§ **WORK TASK**
Output all of the records again, exactly as written.

(Stored data)
· · · · ·

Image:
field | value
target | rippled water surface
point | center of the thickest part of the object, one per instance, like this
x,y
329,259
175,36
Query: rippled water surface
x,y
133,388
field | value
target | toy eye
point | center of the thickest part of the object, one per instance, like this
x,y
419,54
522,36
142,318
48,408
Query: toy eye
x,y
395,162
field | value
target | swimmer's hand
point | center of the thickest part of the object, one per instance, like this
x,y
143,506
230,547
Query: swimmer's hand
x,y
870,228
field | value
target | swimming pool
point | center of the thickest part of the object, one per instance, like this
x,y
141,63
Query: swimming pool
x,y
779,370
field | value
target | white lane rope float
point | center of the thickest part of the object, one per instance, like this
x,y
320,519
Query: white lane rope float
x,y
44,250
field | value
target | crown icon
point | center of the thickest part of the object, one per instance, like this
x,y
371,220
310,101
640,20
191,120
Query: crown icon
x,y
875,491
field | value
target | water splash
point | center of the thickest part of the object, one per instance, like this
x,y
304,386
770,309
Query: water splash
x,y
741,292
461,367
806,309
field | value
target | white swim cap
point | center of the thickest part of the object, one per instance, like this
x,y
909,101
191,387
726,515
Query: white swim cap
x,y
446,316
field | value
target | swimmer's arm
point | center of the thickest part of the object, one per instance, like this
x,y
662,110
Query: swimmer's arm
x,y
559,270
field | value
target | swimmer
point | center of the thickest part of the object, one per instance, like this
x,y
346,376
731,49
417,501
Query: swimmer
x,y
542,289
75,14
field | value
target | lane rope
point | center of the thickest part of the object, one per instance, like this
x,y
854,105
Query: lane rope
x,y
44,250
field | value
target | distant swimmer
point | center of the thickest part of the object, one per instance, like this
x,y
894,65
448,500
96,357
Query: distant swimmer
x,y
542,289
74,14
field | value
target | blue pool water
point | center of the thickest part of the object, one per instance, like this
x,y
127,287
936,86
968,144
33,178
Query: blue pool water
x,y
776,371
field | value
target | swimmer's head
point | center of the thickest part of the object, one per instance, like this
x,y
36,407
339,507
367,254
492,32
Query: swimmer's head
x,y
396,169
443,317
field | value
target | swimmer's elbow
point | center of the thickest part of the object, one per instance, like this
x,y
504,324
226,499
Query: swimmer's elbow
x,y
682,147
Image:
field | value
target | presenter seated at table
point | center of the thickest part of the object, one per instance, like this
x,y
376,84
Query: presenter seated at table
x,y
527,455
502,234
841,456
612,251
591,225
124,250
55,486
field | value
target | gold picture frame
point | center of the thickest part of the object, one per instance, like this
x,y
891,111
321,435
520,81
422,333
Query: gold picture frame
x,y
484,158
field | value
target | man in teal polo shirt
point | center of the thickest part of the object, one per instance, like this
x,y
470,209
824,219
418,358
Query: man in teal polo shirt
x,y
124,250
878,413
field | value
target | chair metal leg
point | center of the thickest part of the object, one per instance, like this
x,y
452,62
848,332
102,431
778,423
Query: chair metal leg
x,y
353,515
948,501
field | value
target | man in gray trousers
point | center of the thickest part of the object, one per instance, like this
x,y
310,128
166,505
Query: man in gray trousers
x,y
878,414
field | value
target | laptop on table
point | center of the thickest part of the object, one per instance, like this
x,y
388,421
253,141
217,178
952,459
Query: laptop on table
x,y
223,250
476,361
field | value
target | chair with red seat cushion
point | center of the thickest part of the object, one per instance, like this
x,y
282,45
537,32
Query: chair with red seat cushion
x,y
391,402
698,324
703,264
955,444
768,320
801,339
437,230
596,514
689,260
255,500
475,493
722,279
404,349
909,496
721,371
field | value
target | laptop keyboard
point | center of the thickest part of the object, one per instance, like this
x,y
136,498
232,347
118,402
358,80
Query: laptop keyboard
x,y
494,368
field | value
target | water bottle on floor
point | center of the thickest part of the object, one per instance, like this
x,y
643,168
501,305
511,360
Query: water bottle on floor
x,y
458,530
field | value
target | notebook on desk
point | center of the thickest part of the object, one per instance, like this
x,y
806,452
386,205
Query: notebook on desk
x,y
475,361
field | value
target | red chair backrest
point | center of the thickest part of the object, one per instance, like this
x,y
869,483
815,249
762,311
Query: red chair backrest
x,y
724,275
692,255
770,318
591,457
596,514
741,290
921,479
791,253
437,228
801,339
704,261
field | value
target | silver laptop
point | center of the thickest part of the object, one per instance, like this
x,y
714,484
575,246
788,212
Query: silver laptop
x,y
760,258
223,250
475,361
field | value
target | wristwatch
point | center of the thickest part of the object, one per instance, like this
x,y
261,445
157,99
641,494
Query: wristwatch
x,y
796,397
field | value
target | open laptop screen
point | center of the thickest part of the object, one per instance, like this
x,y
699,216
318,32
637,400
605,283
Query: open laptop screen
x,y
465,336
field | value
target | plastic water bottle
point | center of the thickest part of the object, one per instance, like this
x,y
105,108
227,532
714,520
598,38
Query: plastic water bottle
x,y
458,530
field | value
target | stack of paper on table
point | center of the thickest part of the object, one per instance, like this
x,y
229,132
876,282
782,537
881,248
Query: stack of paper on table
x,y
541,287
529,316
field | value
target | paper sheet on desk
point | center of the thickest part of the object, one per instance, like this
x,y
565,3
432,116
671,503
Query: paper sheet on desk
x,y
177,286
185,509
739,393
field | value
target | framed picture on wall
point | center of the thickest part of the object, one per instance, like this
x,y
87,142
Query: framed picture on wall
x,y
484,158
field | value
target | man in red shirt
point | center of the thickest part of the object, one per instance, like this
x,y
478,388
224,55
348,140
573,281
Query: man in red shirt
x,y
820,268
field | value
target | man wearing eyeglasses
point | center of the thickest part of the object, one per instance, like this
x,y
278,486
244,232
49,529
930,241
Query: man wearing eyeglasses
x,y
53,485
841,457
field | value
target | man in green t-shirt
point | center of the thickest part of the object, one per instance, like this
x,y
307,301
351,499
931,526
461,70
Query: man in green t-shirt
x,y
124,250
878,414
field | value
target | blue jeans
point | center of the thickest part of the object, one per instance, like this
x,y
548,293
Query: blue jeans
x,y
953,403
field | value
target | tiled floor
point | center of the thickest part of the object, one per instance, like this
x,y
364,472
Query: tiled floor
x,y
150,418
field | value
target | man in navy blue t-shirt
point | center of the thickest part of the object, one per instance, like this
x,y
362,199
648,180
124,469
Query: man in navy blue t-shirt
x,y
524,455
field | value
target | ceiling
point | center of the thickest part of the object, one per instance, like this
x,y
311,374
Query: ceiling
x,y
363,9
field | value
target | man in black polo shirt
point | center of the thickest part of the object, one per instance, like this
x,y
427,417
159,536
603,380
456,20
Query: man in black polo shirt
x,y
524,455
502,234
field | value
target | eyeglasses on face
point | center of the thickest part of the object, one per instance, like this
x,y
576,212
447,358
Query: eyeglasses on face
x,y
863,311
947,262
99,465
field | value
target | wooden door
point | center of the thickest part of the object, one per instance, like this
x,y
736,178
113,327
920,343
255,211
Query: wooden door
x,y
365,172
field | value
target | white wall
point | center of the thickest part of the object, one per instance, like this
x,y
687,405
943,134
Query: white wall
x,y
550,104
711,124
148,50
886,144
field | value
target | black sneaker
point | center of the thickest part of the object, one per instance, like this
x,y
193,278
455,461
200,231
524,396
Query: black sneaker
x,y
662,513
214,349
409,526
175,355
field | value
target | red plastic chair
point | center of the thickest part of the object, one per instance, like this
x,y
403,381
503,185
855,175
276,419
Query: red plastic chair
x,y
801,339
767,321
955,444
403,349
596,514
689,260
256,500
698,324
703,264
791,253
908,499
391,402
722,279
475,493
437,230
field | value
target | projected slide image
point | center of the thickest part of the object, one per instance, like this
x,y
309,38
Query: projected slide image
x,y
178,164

· · · · ·

§ **ANSWER TO THE PROBLEM**
Image:
field | value
target | rippled water surface
point | center of the thickest part of the object, one per instance, like this
x,y
329,259
175,36
Query: rippled water surface
x,y
133,388
field | value
target | toy eye
point | center of the thickest part of the object, one per instance, like this
x,y
419,54
522,36
142,318
48,408
Query: toy eye
x,y
395,162
field | value
target | swimmer's hand
point | center of the thickest part of the object, one per instance, like this
x,y
143,506
230,547
Query: swimmer's hand
x,y
870,228
field | value
target | swimming pool
point | center of the thickest part of the object, one per instance, like this
x,y
141,63
Query: swimming pool
x,y
779,370
field | value
target | white lane rope float
point | center of the thickest part of the object, one per instance, like this
x,y
320,519
Query: white lane rope float
x,y
44,250
field | value
target | crown icon
point | center of the thickest part of the object, one per instance, like this
x,y
371,220
310,101
640,20
191,120
Query: crown icon
x,y
875,491
field | value
target | water splash
point | center of the thickest part of the object, one per instance, like this
x,y
304,386
770,309
Query: water splash
x,y
741,292
461,367
806,309
field | value
target | white swim cap
point | center of the thickest part of the object, one per instance, like this
x,y
909,101
191,387
726,515
Query: white swim cap
x,y
446,316
field | value
target | swimmer's arm
point | center of the thickest part of the object, one per instance, like this
x,y
662,110
Query: swimmer's arm
x,y
559,270
field | value
target | swimmer
point | center of the thickest part of the object, one per instance, like this
x,y
346,376
731,49
417,501
Query: swimmer
x,y
542,289
75,14
field | value
target | lane rope
point | center of the thickest part of the object, one per instance, like this
x,y
854,105
Query: lane rope
x,y
44,250
field | value
target | distant swimmer
point | center of the thickest part of the object, one per instance, like this
x,y
894,65
448,500
96,357
Query: distant swimmer
x,y
542,289
74,14
field | value
target | blue pool water
point | center of the thickest part of the object, one per instance, like this
x,y
127,287
936,86
968,144
33,178
Query: blue pool water
x,y
776,371
field | value
target | swimmer's head
point | center of the thickest part of the object, one per instance, like this
x,y
36,407
339,507
367,254
492,32
Query: swimmer's head
x,y
396,169
443,317
field | value
target | swimmer's elbow
point | center of the thickest part of the object, one per instance, like this
x,y
504,324
226,499
Query: swimmer's elbow
x,y
682,147
Image:
field | value
target | presenter seated at table
point | center of the thickest part of the object, one per instance, like this
x,y
376,84
Query: presenter seated at table
x,y
527,455
502,234
841,456
612,251
591,225
124,250
55,486
field | value
target | gold picture frame
point | center of the thickest part of the object, one per instance, like this
x,y
891,111
321,435
520,81
422,333
Query: gold picture frame
x,y
484,158
field | value
target | man in teal polo shirt
point | center of the thickest part of the object, one per instance, like this
x,y
470,209
824,219
418,358
Query: man in teal polo shirt
x,y
124,250
878,413
field | value
target | chair metal leg
point | center of the thickest part of the object, one per instance, like this
x,y
452,62
848,332
102,431
778,423
Query: chair metal leg
x,y
353,515
948,501
field | value
target | man in gray trousers
point | center of the thickest part of the object, one per instance, like this
x,y
310,128
166,505
Query: man in gray trousers
x,y
878,414
field | value
target | laptop on table
point | center of the thickest part of the object, one per instance, like this
x,y
388,421
253,141
217,178
952,459
Query: laptop on table
x,y
223,250
476,361
field | value
target | chair with red seat cushion
point | center of the thickest part of the object, one per instance, like this
x,y
282,45
537,32
Query: chair with red seat cushion
x,y
391,402
698,324
703,264
955,444
768,320
801,339
437,230
596,514
689,260
255,500
475,493
722,279
404,349
909,496
721,371
field | value
target | laptop keyboard
point | center of the thickest part of the object, one per instance, like this
x,y
136,498
232,347
118,402
358,80
Query: laptop keyboard
x,y
494,368
field | value
target | water bottle on floor
point | center of the thickest part of the object, one per instance, like this
x,y
643,168
501,305
511,360
Query: water bottle on floor
x,y
458,530
field | value
target | notebook on desk
point | center of the thickest part of the object, one per instance, like this
x,y
806,452
386,205
Query: notebook on desk
x,y
475,361
field | value
target | red chair backrest
point | center of the thickest part of the object, one per instance, like this
x,y
869,483
815,249
762,311
Query: red chair backrest
x,y
724,275
692,255
770,318
591,457
596,514
741,290
921,479
791,253
437,228
801,339
704,261
field | value
target | silver laptop
point | center of the thickest part of the object, one per instance, like this
x,y
714,484
575,246
788,212
Query: silver laptop
x,y
760,258
223,250
475,361
field | value
target | wristwatch
point | center of the thickest part of the object, one per instance, like this
x,y
261,445
157,99
641,494
Query: wristwatch
x,y
796,397
field | value
target | open laptop screen
point | center of the thickest part of the object, one per instance, like this
x,y
699,216
318,32
637,400
605,283
Query: open laptop screen
x,y
465,336
field | value
target | plastic water bottle
point | center of the thickest part of the object, one per instance, like this
x,y
105,108
227,532
714,520
598,38
Query: plastic water bottle
x,y
458,530
field | value
target | stack of paper on table
point | center of the thickest part of the object, one per instance, like this
x,y
229,132
876,282
782,537
881,248
Query: stack of paper on table
x,y
541,287
529,316
field | value
target | paper sheet on desk
point | center of the thickest part of the object, one per instance, like this
x,y
565,3
432,116
671,503
Query: paper sheet on desk
x,y
177,286
185,509
739,393
field | value
target | framed picture on wall
point | center of the thickest part of the object, one per instance, like this
x,y
87,142
Query: framed picture on wall
x,y
484,158
field | value
target | man in red shirt
point | center of the thickest part of the object, one per instance, like this
x,y
478,388
224,55
348,140
573,281
Query: man in red shirt
x,y
820,268
field | value
target | man wearing eyeglasses
point | center of the thickest part of the object, one per instance, like this
x,y
278,486
244,232
49,529
930,241
Query: man wearing eyeglasses
x,y
53,485
841,457
field | value
target | man in green t-shirt
point | center of the thickest part of the object, one per instance, like this
x,y
307,301
351,499
931,526
461,70
Query: man in green t-shirt
x,y
124,250
878,414
field | value
target | blue jeans
point | center of the thickest part of the object, one per instance, like this
x,y
548,293
Query: blue jeans
x,y
953,403
field | value
target | tiled floor
point | center of the thickest part of the object, one per instance, like this
x,y
364,472
Query: tiled floor
x,y
150,418
field | value
target | man in navy blue t-shirt
point | center of the thickest part of the object, one per instance, like this
x,y
362,199
648,180
124,469
Query: man in navy blue t-shirt
x,y
524,455
field | value
target | ceiling
point | center of the thickest part of the object, one per instance, like this
x,y
311,374
Query: ceiling
x,y
363,9
field | value
target | man in black polo shirt
point | center of the thickest part of the object, one per instance, like this
x,y
427,417
159,536
603,380
456,20
Query: man in black polo shirt
x,y
524,455
502,234
field | value
target | eyeglasses on face
point | center of the thickest part of the object, one per instance, like this
x,y
576,212
447,358
Query: eyeglasses on face
x,y
863,311
947,262
99,465
field | value
target | wooden door
point | center of the thickest part of the object, one per instance, like this
x,y
736,178
113,327
920,343
255,211
Query: wooden door
x,y
365,172
field | value
target | white wall
point | center of the thickest part of the object, one per instance, like this
x,y
687,405
943,134
Query: white wall
x,y
550,104
711,124
148,50
886,144
field | value
target | black sneaker
point | center of the thickest part of the object, one per instance, like this
x,y
193,278
455,461
200,231
524,396
Query: black sneaker
x,y
662,513
214,349
409,526
175,355
field | value
target | red plastic chair
point | center of the thickest part of the object, one per instance, like this
x,y
403,381
503,185
855,175
276,419
Query: red plastic chair
x,y
801,339
767,321
955,444
403,349
596,514
689,260
256,500
698,324
703,264
791,253
908,499
391,402
722,279
475,493
437,230
field | value
target | projected slide image
point | center of the thickest part of the object, one per instance, like this
x,y
309,38
Query: projected slide image
x,y
178,164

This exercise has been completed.